§ ABOUT THIS TASK:
Reproduce the passage below about ballot initiatives against hunting word for word.

§ PASSAGE:
It’s becoming painfully clear that animal rights groups—many of them headquartered in Washington, D.C.—have found their most effective weapon yet: ballot box biology.
For years, these organizations have recognized a simple political reality: hunters make up only about 5 percent of the U.S. population. In a direct-to-voter fight, anti-hunting activists like those odds. So rather than engaging through the traditional legislative process, they increasingly sidestep it altogether. Their strategy is as effective as it is cynical: gather signatures, qualify emotionally charged ballot initiatives, wrap them in benevolent-sounding language, and then unleash media campaigns built more on sentiment than science.
The goal is obvious. Pick off one form of hunting at a time—or, in places like Oregon, push toward ending hunting altogether.
This is a movement designed to bypass the lobbying and grassroots infrastructure the outdoor community has spent decades building. It takes the battle straight to voters, many of whom have little or no connection to hunting, wildlife management, or the realities of conservation funding. And in that arena, facts alone are often no match for carefully crafted emotional narratives.

§ DATA TO EXAMINE:
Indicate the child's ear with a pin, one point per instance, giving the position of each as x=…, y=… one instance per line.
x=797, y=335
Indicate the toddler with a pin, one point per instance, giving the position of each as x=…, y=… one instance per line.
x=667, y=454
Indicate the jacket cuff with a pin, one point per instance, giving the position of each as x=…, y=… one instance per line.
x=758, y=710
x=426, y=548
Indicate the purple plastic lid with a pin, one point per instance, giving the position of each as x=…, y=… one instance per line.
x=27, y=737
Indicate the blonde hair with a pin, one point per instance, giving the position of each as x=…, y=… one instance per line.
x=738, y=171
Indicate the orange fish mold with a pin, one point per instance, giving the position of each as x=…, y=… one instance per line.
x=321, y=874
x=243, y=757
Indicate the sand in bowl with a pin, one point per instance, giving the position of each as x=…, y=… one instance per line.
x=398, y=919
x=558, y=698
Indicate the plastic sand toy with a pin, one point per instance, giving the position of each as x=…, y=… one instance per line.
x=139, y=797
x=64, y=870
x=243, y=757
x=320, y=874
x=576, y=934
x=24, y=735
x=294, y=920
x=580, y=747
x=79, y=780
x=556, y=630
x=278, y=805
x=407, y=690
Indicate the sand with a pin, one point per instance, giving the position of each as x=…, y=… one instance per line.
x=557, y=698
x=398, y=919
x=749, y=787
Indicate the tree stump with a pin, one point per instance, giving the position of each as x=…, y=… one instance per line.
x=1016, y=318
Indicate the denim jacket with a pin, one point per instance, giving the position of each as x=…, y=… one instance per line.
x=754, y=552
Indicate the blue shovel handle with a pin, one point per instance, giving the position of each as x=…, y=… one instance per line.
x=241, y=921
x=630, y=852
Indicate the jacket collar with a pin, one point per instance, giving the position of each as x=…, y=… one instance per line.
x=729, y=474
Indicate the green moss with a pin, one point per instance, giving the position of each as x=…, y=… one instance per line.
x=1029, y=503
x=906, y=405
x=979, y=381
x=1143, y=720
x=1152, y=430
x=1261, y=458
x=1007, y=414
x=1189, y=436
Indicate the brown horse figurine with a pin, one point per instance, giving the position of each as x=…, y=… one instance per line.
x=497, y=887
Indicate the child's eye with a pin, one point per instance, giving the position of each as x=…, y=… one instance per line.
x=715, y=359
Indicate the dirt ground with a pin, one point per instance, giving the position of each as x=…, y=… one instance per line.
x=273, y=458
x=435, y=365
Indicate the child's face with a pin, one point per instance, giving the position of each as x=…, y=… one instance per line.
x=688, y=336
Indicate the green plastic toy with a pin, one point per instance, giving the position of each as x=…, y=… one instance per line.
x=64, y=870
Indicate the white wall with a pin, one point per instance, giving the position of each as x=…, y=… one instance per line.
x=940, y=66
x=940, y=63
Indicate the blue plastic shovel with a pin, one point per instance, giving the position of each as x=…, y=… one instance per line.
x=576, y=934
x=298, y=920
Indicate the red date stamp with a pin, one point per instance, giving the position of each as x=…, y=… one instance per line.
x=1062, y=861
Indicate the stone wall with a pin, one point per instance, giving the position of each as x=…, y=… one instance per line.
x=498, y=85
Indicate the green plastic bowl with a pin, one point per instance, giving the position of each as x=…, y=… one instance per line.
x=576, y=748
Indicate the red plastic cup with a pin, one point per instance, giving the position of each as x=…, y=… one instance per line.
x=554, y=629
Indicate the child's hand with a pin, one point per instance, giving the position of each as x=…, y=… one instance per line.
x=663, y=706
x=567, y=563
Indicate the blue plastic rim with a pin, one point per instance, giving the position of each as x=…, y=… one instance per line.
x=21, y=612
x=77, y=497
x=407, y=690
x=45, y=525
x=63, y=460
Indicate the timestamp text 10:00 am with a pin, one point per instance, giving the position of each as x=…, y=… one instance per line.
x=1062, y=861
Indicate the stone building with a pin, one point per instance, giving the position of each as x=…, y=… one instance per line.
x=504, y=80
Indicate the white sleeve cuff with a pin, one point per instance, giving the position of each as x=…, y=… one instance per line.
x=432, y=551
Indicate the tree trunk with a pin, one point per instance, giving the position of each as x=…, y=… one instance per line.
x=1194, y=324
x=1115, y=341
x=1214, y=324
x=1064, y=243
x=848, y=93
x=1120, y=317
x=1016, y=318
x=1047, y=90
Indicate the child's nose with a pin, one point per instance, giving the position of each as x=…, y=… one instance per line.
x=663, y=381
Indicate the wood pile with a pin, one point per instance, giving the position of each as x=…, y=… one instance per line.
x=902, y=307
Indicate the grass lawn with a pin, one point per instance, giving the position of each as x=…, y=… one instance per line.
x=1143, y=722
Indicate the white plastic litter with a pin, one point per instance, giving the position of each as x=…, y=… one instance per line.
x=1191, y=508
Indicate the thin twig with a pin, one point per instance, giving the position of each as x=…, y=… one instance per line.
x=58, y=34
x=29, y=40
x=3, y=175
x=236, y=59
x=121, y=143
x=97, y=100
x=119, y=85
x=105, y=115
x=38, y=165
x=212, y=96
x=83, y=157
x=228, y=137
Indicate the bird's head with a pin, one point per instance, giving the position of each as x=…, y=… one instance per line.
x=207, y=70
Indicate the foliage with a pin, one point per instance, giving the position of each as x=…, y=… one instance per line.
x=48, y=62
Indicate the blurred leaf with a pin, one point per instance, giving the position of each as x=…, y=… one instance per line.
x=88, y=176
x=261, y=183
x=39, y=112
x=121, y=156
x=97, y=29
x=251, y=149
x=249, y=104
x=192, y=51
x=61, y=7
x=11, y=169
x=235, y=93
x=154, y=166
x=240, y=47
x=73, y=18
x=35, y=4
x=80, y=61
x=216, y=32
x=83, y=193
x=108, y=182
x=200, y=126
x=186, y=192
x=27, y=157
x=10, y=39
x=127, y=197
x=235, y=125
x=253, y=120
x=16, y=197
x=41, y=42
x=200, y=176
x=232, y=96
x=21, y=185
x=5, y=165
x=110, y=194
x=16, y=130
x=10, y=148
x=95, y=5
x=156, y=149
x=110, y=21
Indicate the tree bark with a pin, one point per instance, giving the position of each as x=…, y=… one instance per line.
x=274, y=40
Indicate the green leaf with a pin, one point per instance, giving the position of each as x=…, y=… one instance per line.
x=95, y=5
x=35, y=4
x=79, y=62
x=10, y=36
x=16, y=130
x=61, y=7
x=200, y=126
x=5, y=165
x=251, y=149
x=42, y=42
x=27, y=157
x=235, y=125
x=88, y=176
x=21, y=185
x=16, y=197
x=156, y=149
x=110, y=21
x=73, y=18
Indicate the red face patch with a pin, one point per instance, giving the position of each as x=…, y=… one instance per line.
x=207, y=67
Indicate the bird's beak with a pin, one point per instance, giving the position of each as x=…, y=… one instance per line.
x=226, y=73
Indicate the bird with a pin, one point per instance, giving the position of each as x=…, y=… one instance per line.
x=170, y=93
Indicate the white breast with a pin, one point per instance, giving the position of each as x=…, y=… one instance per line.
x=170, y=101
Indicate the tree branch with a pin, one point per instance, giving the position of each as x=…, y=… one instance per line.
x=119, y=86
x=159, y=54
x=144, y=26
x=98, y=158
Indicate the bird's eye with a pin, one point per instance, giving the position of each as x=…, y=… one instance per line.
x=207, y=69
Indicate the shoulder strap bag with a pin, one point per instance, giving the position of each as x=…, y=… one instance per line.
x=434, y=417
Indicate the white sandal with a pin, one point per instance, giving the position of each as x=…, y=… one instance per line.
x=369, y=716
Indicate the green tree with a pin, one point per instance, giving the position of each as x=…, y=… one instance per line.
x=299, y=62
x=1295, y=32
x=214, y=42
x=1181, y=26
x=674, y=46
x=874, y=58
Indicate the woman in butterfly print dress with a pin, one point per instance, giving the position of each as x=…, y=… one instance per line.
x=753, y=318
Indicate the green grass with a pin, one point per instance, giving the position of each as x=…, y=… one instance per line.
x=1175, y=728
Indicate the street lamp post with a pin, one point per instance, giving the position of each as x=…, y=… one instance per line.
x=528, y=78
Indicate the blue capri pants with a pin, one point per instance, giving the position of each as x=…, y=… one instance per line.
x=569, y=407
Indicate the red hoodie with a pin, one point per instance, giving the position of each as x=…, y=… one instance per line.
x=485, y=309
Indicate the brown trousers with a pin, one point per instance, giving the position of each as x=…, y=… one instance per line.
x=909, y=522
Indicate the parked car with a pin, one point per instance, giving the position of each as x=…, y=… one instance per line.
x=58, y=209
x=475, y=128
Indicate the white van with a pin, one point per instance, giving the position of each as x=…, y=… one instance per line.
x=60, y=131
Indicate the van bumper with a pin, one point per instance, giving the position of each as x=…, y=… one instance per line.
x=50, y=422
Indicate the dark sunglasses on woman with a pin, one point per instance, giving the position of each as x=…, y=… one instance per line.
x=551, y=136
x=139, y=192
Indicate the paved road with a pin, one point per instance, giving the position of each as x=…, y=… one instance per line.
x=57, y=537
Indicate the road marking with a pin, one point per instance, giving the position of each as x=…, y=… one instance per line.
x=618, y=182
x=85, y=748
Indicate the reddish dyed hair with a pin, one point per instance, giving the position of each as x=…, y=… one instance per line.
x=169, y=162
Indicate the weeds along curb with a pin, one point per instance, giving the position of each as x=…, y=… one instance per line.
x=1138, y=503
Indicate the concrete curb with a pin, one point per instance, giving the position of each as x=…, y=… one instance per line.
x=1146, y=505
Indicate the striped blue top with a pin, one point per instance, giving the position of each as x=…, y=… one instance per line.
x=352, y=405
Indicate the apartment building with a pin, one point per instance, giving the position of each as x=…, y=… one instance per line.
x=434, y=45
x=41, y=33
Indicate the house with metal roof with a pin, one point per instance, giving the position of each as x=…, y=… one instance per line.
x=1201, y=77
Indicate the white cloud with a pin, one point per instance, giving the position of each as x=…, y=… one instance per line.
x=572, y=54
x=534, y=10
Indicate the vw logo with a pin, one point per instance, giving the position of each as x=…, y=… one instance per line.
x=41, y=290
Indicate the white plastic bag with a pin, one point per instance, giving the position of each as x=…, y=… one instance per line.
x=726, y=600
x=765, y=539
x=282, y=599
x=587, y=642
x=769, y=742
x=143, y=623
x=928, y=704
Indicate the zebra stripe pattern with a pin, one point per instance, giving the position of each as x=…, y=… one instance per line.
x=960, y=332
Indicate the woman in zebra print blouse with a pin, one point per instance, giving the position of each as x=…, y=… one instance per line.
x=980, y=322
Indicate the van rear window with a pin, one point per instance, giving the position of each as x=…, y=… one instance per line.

§ PROBLEM SOLUTION:
It’s becoming painfully clear that animal rights groups—many of them headquartered in Washington, D.C.—have found their most effective weapon yet: ballot box biology.
For years, these organizations have recognized a simple political reality: hunters make up only about 5 percent of the U.S. population. In a direct-to-voter fight, anti-hunting activists like those odds. So rather than engaging through the traditional legislative process, they increasingly sidestep it altogether. Their strategy is as effective as it is cynical: gather signatures, qualify emotionally charged ballot initiatives, wrap them in benevolent-sounding language, and then unleash media campaigns built more on sentiment than science.
The goal is obvious. Pick off one form of hunting at a time—or, in places like Oregon, push toward ending hunting altogether.
This is a movement designed to bypass the lobbying and grassroots infrastructure the outdoor community has spent decades building. It takes the battle straight to voters, many of whom have little or no connection to hunting, wildlife management, or the realities of conservation funding. And in that arena, facts alone are often no match for carefully crafted emotional narratives.